Dataset items
################

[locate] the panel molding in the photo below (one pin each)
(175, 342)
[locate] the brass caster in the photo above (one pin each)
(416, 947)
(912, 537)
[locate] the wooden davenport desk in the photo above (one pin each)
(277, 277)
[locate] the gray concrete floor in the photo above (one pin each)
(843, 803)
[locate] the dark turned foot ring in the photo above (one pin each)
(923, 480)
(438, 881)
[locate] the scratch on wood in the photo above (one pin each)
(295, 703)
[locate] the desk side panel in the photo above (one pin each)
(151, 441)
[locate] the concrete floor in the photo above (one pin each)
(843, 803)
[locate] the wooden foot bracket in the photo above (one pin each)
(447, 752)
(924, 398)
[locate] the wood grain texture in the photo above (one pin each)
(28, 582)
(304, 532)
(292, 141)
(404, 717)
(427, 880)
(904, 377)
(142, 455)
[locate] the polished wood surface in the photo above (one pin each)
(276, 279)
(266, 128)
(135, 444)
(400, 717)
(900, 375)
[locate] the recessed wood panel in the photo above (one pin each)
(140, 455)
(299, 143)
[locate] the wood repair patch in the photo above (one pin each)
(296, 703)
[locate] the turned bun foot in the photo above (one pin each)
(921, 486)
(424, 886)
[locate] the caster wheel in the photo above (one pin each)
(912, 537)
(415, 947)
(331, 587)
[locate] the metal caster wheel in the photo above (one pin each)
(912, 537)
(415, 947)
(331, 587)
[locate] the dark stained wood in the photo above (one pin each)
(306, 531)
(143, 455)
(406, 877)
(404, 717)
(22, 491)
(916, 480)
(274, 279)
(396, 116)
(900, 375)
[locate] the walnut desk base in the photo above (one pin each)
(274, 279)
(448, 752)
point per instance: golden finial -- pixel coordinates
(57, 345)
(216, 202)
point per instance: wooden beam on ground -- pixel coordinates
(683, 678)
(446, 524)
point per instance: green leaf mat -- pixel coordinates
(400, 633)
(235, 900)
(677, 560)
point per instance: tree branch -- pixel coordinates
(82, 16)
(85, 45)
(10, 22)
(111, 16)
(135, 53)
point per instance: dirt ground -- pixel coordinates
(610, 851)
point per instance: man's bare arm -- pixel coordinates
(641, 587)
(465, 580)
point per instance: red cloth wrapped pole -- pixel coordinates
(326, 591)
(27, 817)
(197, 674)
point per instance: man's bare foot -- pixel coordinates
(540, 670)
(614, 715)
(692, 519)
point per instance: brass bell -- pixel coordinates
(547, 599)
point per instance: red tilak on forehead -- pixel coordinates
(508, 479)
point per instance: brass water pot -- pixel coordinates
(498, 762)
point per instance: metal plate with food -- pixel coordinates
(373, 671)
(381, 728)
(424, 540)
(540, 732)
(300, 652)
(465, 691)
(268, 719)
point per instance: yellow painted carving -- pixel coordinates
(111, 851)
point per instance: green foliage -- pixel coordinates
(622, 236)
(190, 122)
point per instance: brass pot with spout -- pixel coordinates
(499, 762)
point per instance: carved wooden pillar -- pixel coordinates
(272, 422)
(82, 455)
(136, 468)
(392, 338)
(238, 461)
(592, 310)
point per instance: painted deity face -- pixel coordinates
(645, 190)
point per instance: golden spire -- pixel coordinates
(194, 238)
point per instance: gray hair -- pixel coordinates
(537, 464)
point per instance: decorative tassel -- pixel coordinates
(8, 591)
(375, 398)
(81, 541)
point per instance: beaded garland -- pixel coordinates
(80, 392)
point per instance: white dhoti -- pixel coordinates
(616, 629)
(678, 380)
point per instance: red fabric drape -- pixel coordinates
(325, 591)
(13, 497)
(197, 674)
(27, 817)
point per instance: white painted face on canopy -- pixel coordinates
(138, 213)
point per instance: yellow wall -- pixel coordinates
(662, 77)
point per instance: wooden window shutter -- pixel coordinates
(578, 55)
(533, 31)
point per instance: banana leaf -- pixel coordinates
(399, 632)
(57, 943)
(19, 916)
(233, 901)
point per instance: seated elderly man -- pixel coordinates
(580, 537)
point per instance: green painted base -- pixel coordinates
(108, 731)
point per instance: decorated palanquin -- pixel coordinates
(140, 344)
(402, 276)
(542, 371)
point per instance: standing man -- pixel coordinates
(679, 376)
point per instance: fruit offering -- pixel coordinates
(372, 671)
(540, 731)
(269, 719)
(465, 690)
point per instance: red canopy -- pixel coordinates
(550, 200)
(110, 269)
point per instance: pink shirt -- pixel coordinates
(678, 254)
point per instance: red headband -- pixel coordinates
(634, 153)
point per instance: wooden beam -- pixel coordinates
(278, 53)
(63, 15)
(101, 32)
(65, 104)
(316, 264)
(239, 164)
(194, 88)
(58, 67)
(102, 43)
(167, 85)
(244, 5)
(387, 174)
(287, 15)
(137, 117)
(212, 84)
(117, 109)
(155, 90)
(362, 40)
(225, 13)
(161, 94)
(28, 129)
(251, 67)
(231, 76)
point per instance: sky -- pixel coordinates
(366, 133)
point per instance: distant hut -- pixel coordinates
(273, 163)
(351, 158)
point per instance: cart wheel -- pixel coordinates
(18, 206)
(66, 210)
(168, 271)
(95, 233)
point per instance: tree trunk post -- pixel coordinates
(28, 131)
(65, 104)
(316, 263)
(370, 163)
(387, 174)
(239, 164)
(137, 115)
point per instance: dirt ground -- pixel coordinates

################

YOUR OBJECTIVE:
Exactly as given, repeat every record above.

TASK OUTPUT:
[locate] the panel molding in the photo below (one pin each)
(175, 342)
[locate] the brass caster in the photo above (one pin each)
(416, 947)
(912, 537)
[locate] the wooden davenport desk in the photo above (one pin each)
(277, 277)
[locate] the gray concrete floor in the photo above (one pin each)
(843, 803)
[locate] the dark turned foot ring in the photo above (one pin each)
(923, 480)
(438, 881)
[locate] the scratch on wood in the photo above (one pin each)
(295, 703)
[locate] the desk side panel in the photo above (one pin each)
(151, 441)
[locate] the concrete floor in the photo above (one pin each)
(843, 803)
[locate] the wooden foot bracket in the photo above (one pin each)
(447, 752)
(924, 398)
[locate] the wood grain texture in the photo above (one pin each)
(28, 582)
(304, 532)
(292, 141)
(404, 717)
(427, 880)
(904, 377)
(142, 455)
[locate] the polished wood surface in the photo above (one pin each)
(276, 279)
(266, 128)
(135, 444)
(400, 717)
(900, 375)
[locate] the recessed wood panel in the photo above (one pin each)
(140, 455)
(299, 143)
[locate] the wood repair patch in the photo above (one pin each)
(296, 703)
[locate] the turned bun foot in the photo above (one pin each)
(921, 486)
(424, 886)
[locate] the caster wheel in the photo above (one pin each)
(912, 537)
(415, 947)
(331, 587)
[locate] the metal caster wheel in the photo above (one pin each)
(912, 537)
(415, 947)
(331, 587)
[locate] the dark stained wood in the photo above (one pin each)
(306, 531)
(143, 455)
(406, 877)
(404, 717)
(22, 491)
(916, 480)
(274, 279)
(396, 116)
(900, 375)
[locate] the walnut desk base in the photo above (one pin each)
(274, 279)
(448, 752)
point per instance: golden finial -- pixel coordinates
(57, 345)
(216, 202)
point per instance: wooden beam on ground -- pixel coordinates
(683, 678)
(446, 524)
point per instance: green leaf mat -- pixel coordinates
(400, 633)
(235, 900)
(677, 560)
point per instance: tree branch -- pixel coordinates
(82, 16)
(85, 45)
(10, 22)
(111, 16)
(135, 53)
point per instance: dirt ground -- pixel coordinates
(610, 851)
point per instance: man's bare arm -- pixel coordinates
(641, 587)
(465, 580)
point per instance: red cloth wrapped pole -- pixel coordinates
(326, 591)
(27, 817)
(197, 674)
point per instance: man's bare foot -- pixel coordinates
(540, 670)
(614, 715)
(692, 519)
point per instance: brass bell -- pixel coordinates
(547, 599)
point per instance: red tilak on forehead -- pixel coordinates
(508, 479)
point per instance: brass water pot -- pixel coordinates
(498, 762)
point per instance: metal plate with food -- pixel coordinates
(373, 671)
(381, 728)
(424, 540)
(540, 732)
(300, 652)
(465, 691)
(268, 719)
point per instance: yellow painted carving -- pixel coordinates
(111, 851)
point per instance: green foliage -- pixel coordinates
(622, 236)
(190, 122)
point per instance: brass pot with spout -- pixel coordinates
(499, 762)
point per instance: carved wooden pillar -- pixel coordinates
(272, 422)
(82, 455)
(136, 468)
(392, 338)
(238, 461)
(592, 310)
point per instance: painted deity face -- pixel coordinates
(645, 190)
point per instance: golden spire -- pixel coordinates
(194, 238)
point per instance: gray hair -- pixel coordinates
(537, 464)
point per instance: decorative tassel -- pixel coordinates
(8, 591)
(375, 398)
(81, 541)
point per instance: beaded garland -- pixel coordinates
(80, 392)
point per instance: white dhoti -- pixel coordinates
(616, 629)
(678, 380)
point per instance: red fabric drape -- pixel coordinates
(325, 591)
(13, 497)
(197, 674)
(27, 817)
point per instance: white painted face on canopy -- pixel coordinates
(138, 213)
point per instance: yellow wall -- pixel coordinates
(662, 77)
point per instance: wooden window shutter -- pixel coordinates
(578, 55)
(533, 31)
point per instance: banana leaf -- pixel coordinates
(399, 632)
(57, 943)
(19, 916)
(233, 901)
point per instance: seated elderly man -- pixel coordinates
(580, 537)
point per instance: green painted base -- pixel coordinates
(108, 731)
point per instance: decorated palanquin -- pixel coordinates
(140, 344)
(402, 276)
(542, 371)
point per instance: standing man -- pixel coordinates
(679, 376)
point per instance: fruit offering -- pixel coordinates
(372, 671)
(540, 731)
(269, 719)
(465, 690)
point per instance: red canopy -- pixel coordinates
(550, 200)
(110, 269)
point per instance: pink shirt -- pixel coordinates
(678, 254)
point per instance: red headband -- pixel coordinates
(634, 153)
point per instance: wooden beam -- pixel coordinates
(278, 53)
(63, 15)
(101, 32)
(65, 104)
(316, 264)
(239, 164)
(194, 88)
(58, 67)
(102, 43)
(167, 85)
(244, 5)
(387, 174)
(287, 15)
(137, 117)
(212, 84)
(117, 109)
(155, 90)
(362, 40)
(225, 13)
(161, 94)
(28, 129)
(251, 67)
(231, 76)
point per instance: sky -- pixel coordinates
(366, 133)
point per instance: distant hut -- pixel coordinates
(273, 163)
(351, 158)
point per instance: cart wheel -- pixel coordinates
(18, 206)
(66, 210)
(168, 271)
(95, 233)
point per instance: tree trunk post -- pixel coordinates
(28, 131)
(65, 104)
(316, 263)
(370, 163)
(387, 174)
(239, 164)
(137, 115)
point per instance: dirt ground -- pixel coordinates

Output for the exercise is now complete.